### PROBLEM TO SOLVE
Write out, precisely and in full, each line of the material.

^^^^

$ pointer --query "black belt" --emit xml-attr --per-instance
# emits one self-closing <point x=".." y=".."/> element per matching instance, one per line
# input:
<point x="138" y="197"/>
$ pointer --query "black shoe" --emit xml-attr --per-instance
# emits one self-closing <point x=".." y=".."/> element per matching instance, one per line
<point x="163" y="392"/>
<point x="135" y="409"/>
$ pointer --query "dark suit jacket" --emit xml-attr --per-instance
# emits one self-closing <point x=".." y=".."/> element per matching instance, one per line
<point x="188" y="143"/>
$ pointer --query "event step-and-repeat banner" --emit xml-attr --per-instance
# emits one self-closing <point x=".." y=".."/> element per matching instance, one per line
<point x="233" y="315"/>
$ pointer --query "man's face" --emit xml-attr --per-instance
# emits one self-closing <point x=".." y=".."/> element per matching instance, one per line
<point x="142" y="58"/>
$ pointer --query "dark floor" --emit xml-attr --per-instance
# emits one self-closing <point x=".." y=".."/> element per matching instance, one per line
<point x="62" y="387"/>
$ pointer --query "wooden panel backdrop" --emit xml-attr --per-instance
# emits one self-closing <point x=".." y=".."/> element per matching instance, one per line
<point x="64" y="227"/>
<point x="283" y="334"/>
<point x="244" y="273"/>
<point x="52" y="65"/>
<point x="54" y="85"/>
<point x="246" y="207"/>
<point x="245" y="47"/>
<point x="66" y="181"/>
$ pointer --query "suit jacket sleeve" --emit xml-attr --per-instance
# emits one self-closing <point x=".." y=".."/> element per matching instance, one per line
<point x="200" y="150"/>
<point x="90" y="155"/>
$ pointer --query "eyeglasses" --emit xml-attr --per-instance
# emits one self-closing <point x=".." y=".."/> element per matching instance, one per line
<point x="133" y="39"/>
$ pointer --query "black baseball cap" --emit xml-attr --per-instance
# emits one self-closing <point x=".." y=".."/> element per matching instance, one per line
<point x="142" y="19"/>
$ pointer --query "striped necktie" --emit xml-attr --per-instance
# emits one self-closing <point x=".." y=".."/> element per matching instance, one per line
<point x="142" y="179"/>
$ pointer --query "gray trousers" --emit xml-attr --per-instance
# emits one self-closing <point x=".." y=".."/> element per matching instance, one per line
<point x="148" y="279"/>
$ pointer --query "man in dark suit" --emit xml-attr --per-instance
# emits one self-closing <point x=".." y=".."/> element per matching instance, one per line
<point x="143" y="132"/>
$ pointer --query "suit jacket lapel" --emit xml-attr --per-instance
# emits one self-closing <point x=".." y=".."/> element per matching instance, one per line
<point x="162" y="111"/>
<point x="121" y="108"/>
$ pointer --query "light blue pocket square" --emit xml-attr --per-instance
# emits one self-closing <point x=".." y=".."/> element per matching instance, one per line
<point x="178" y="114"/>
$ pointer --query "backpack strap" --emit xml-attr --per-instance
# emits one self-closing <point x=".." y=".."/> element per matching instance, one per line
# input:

^^^^

### THE COMPLETED TASK
$ pointer --query "black belt" --emit xml-attr --per-instance
# emits one self-closing <point x=".." y=".."/> element per matching instance, one per line
# input:
<point x="138" y="197"/>
$ pointer --query "black shoe" --emit xml-attr --per-instance
# emits one self-closing <point x=".." y=".."/> element per matching instance, one per line
<point x="163" y="392"/>
<point x="135" y="409"/>
$ pointer --query "dark suit jacket" --emit xml-attr --per-instance
# emits one self-closing <point x=".." y=".."/> element per matching instance, one per line
<point x="188" y="143"/>
$ pointer --query "event step-and-repeat banner" --emit xml-attr --per-instance
# emits one self-closing <point x=".." y=".."/> element per matching instance, one per line
<point x="233" y="315"/>
$ pointer --query "man's face" --emit xml-attr --per-instance
# emits one self-closing <point x=".." y=".."/> element per matching instance, one per line
<point x="142" y="58"/>
$ pointer --query "dark floor" --emit xml-attr --per-instance
# emits one self-closing <point x=".." y=".."/> element per matching instance, one per line
<point x="62" y="387"/>
$ pointer --query "wooden panel backdrop" --emit xml-attr --per-instance
# emits one self-closing <point x=".." y=".."/> element per matching instance, one per line
<point x="64" y="227"/>
<point x="283" y="334"/>
<point x="244" y="273"/>
<point x="52" y="65"/>
<point x="54" y="85"/>
<point x="246" y="207"/>
<point x="245" y="47"/>
<point x="66" y="181"/>
$ pointer --query "suit jacket sleeve" --emit xml-attr --per-instance
# emits one self-closing <point x=".." y=".."/> element per matching instance, one per line
<point x="200" y="150"/>
<point x="90" y="155"/>
$ pointer --query "eyeglasses" --emit xml-attr --per-instance
# emits one self-closing <point x=".." y=".."/> element per matching instance, one per line
<point x="133" y="39"/>
$ pointer --query "black baseball cap" --emit xml-attr --per-instance
# emits one self-closing <point x=".." y=".."/> element per matching instance, one per line
<point x="142" y="19"/>
$ pointer --query "striped necktie" --emit xml-attr --per-instance
# emits one self-closing <point x=".." y=".."/> element per matching instance, one per line
<point x="142" y="179"/>
$ pointer --query "gray trousers" --emit xml-attr --per-instance
# emits one self-closing <point x=".." y=".."/> element per matching instance, one per line
<point x="148" y="279"/>
$ pointer --query "man in dark suit" --emit xml-attr --per-instance
# emits one self-closing <point x=".." y=".."/> element per matching instance, one per line
<point x="143" y="132"/>
$ pointer --query "suit jacket lapel" --emit xml-attr --per-instance
# emits one self-closing <point x=".." y=".."/> element per matching instance, one per line
<point x="162" y="111"/>
<point x="121" y="108"/>
$ pointer --query "light blue pocket square" --emit xml-attr --per-instance
# emits one self-closing <point x=".." y=".."/> element per matching instance, one per line
<point x="178" y="114"/>
$ pointer --query "backpack strap" --emit xml-attr --per-instance
# emits one self-closing <point x=".." y=".."/> element per matching instance, one per line
# input:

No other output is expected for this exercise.